Exercise prompt:
Please pull out every row below that contains the word "wheel" and copy each of those rows unchanged.

Provided records:
———
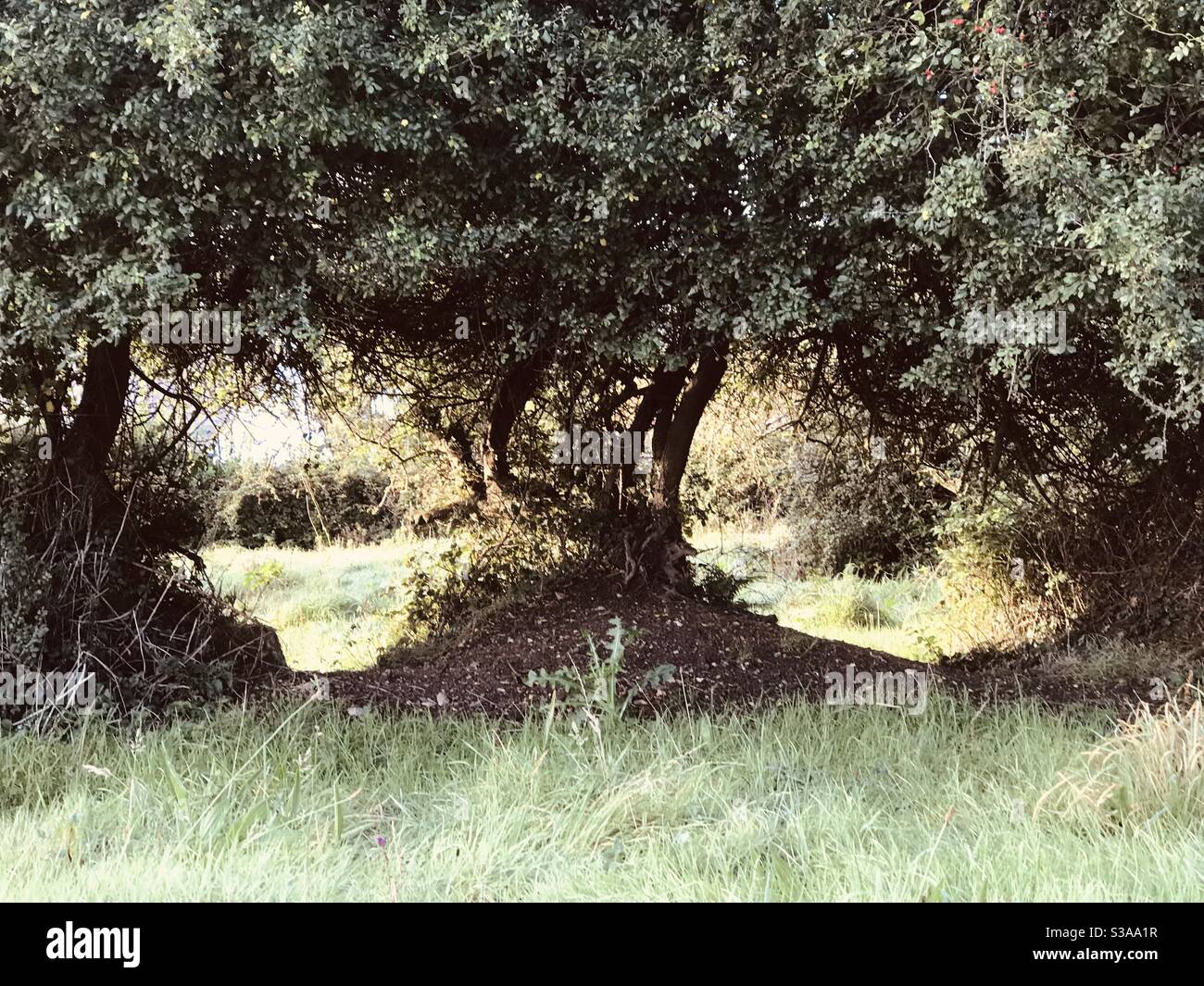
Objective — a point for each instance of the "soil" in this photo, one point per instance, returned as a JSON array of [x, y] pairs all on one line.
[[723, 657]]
———
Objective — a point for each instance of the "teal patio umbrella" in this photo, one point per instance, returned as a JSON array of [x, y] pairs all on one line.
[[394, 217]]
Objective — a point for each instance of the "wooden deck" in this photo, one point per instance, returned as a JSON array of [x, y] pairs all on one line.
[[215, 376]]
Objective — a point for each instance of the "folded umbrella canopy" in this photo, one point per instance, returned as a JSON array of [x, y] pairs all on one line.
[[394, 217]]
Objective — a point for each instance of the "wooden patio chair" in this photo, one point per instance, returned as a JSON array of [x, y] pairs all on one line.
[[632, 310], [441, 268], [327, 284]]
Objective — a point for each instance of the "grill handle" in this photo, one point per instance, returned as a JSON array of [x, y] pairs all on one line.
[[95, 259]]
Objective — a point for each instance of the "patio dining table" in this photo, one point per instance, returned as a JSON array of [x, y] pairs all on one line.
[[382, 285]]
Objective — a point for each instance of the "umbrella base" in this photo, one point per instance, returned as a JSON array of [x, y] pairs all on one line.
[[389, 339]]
———
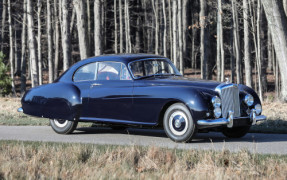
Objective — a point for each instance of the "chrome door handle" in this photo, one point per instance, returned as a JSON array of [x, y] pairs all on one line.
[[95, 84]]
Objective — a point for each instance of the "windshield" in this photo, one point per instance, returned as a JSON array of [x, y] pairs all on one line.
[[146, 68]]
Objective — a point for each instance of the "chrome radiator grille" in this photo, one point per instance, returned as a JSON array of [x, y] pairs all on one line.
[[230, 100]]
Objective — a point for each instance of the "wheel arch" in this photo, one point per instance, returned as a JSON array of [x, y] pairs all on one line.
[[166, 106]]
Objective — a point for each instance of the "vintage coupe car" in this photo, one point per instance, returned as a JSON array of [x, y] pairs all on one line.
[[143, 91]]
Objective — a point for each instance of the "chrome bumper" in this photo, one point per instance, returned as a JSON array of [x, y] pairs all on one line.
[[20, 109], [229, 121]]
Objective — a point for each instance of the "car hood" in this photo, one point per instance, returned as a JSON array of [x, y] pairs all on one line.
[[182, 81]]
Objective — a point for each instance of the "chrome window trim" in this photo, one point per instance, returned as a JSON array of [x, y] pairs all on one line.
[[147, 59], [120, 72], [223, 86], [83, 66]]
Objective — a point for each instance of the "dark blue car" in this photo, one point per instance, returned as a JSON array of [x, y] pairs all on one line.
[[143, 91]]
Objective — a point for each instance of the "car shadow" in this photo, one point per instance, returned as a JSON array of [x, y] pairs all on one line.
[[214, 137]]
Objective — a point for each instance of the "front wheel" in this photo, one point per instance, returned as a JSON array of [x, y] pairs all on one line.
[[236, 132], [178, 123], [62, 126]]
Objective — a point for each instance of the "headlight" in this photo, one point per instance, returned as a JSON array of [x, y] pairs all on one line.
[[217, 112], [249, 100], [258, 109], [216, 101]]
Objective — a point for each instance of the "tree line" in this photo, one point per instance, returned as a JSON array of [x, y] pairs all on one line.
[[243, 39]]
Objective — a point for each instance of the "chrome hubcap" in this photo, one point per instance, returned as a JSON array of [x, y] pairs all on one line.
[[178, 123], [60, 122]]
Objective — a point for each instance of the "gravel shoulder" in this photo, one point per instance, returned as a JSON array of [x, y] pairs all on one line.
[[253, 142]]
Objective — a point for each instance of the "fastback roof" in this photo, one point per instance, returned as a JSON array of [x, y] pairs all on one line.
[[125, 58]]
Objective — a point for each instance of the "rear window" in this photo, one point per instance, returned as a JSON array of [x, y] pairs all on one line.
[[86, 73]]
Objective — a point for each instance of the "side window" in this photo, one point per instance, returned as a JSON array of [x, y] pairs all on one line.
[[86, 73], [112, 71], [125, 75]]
———
Problem solution:
Objective — a point for each instance of the "wheel arch" in this photo, one point per instance, returned as a JSON array of [x, y] pairs all on one line.
Objective — a point for each instance of the "front wheel" in this photo, one point per instance, returned as a JSON array of [x, y] pairs all on one line.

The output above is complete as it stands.